─── Selected passage

# Funny incident at a blade smithy...



## Juany118 (Sep 24, 2016)

My wife and I like going to Renaissance Faires and the one closest to us has a location where they not only sell but shows you blade smithing. So I go to the stand... I see a gorgeous Damascus Steel Kukri.  I start messing with it.  I see other gorgeous looking blades but turn away when it see the shape of the handle.  The novice smith comes over and assumes I am entranced only by the pattern of the blade and see me admiring the kukri. 

I noted how I love choppers (hell I practice FMA) but as I manipulate the knife and say blades need to recover as well as they attack.  He says "there is a Greek sword that..." and I interrupt saying "oh you mean the Falcata?" and he kinda starts head spinning.

The "funny" part, to me, if you are going to make fighting blades you need to understand how they work is a fight and he didn't but wisely walked away before that became apparent to anyone else.

──────
─── Data extract

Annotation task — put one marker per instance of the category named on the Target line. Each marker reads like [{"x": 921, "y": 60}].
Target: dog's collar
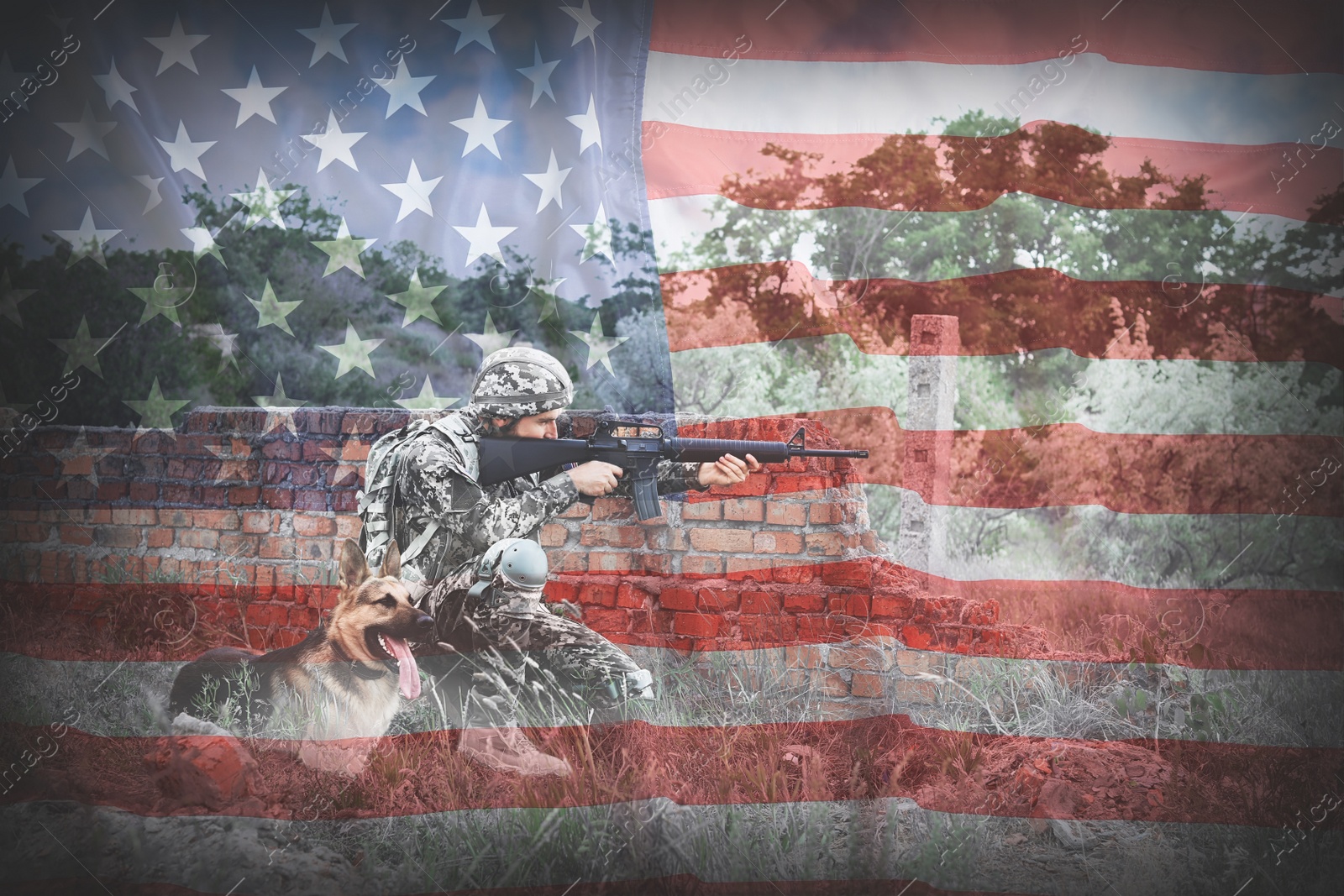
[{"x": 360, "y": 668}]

──────

→ Required task
Please rewrite the blade smithy post from "# Funny incident" to "starts head spinning.", changing "Renaissance Faires" to "medieval festivals". The data is separate from the blade smithy post.

→ Finished exercise
# Funny incident at a blade smithy...



## Juany118 (Sep 24, 2016)

My wife and I like going to medieval festivals and the one closest to us has a location where they not only sell but shows you blade smithing. So I go to the stand... I see a gorgeous Damascus Steel Kukri.  I start messing with it.  I see other gorgeous looking blades but turn away when it see the shape of the handle.  The novice smith comes over and assumes I am entranced only by the pattern of the blade and see me admiring the kukri. 

I noted how I love choppers (hell I practice FMA) but as I manipulate the knife and say blades need to recover as well as they attack.  He says "there is a Greek sword that..." and I interrupt saying "oh you mean the Falcata?" and he kinda starts head spinning.